Copy everything from the start of the data down to and including the line with "column 67, row 672", swapping "Query" for "Target" and changing nothing else. Leave the pictures out.
═════ Information provided ═════
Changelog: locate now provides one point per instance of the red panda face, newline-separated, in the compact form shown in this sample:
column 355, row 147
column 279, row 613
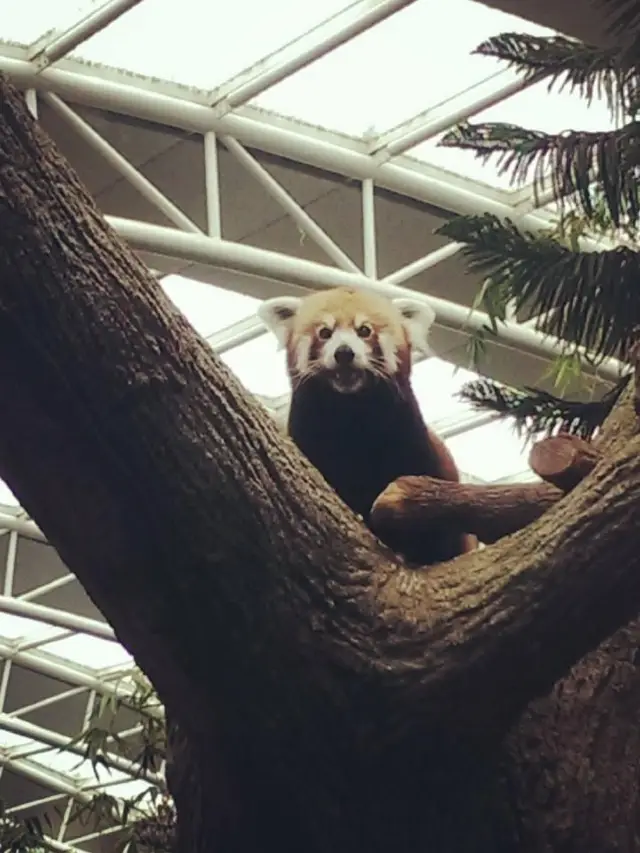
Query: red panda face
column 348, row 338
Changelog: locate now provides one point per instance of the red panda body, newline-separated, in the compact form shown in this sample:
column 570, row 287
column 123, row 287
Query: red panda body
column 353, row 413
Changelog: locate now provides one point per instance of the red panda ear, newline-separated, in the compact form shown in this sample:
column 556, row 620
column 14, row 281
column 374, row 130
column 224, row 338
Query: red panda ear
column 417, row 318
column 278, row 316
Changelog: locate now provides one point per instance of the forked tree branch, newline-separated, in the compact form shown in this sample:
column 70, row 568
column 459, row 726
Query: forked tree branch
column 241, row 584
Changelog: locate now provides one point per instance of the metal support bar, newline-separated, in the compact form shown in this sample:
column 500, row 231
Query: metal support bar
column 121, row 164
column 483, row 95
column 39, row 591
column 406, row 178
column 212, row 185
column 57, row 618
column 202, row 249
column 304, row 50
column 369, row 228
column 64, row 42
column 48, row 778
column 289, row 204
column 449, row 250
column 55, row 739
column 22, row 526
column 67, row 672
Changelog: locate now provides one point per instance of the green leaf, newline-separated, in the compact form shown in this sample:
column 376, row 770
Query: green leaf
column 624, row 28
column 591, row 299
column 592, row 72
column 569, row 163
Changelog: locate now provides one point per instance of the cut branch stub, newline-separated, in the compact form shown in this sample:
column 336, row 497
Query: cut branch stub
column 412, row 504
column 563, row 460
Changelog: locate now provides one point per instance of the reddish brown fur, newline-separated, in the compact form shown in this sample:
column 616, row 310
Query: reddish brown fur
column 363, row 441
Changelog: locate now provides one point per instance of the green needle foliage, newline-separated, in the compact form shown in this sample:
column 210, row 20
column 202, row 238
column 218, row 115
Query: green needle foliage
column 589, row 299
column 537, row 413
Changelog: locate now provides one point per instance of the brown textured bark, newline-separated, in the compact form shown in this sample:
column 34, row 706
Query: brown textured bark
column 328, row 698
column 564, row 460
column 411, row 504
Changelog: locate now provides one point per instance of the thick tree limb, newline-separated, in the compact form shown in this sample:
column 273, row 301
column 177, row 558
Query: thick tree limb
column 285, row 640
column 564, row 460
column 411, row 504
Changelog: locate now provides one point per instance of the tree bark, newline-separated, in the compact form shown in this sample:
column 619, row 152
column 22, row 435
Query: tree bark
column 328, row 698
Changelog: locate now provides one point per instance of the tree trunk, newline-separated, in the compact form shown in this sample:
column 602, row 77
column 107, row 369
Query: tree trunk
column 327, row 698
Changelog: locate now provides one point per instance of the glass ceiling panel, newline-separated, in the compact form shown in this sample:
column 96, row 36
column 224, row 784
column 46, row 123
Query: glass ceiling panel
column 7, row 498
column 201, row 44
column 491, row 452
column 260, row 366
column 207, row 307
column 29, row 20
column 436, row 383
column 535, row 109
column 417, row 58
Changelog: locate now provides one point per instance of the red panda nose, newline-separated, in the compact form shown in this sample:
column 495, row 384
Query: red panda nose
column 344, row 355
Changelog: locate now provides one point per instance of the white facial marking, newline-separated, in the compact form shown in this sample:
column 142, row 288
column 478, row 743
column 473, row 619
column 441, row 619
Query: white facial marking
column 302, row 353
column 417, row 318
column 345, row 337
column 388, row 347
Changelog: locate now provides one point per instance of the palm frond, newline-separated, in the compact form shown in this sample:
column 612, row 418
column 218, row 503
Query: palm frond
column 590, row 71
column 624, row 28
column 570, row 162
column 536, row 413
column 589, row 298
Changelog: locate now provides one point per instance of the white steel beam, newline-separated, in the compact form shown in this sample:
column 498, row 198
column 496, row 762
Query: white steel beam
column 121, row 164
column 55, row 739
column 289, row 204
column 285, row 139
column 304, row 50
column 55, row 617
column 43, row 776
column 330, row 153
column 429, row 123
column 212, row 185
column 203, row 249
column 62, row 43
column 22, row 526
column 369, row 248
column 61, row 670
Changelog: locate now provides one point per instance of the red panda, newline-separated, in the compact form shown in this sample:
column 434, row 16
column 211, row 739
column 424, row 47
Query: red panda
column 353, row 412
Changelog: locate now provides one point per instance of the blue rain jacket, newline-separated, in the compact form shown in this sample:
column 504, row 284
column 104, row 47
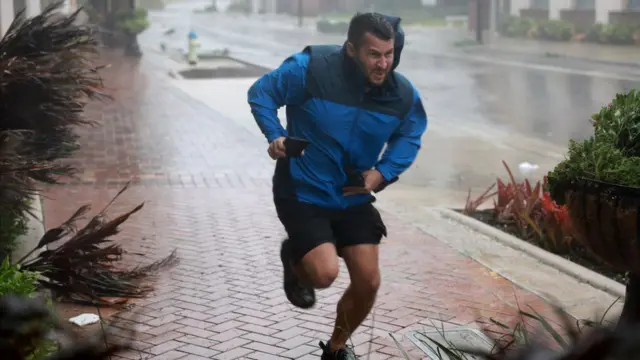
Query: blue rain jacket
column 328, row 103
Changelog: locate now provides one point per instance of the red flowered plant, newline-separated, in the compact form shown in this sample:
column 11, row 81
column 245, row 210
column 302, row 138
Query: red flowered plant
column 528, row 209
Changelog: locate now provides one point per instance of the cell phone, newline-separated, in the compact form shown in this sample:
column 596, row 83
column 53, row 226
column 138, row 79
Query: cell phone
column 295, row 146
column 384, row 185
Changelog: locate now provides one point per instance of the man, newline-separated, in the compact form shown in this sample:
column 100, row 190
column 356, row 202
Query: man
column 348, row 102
═════
Correct result =>
Changelog: locate now provides one point per instance of the red panda face, newline-separated, in the compact form shown in this sample:
column 355, row 147
column 279, row 613
Target: red panda face
column 348, row 338
Changelog: locate now provides one point per instance of the red panda body, newline-separated, in the compact form shown in this sample:
column 570, row 287
column 123, row 287
Target: red panda body
column 353, row 413
Changelog: locate now provides one point per instance of the red panda ear, newline-separated, in the compact form shown in this sample:
column 556, row 620
column 14, row 281
column 374, row 130
column 224, row 338
Target: red panda ear
column 417, row 318
column 278, row 316
Changelog: locate now provides one point per instance of the forked tree branch, newline-separated, in the compact form shown in this sample:
column 70, row 568
column 459, row 726
Target: forked tree branch
column 241, row 584
Changelog: locate now provides one point per instance of the metal support bar, newline-separated, in the compact form shown in this sample:
column 500, row 231
Target: metal support bar
column 121, row 164
column 483, row 95
column 39, row 591
column 406, row 178
column 212, row 185
column 57, row 618
column 202, row 249
column 304, row 50
column 369, row 228
column 64, row 42
column 48, row 778
column 289, row 204
column 449, row 250
column 55, row 739
column 22, row 526
column 67, row 672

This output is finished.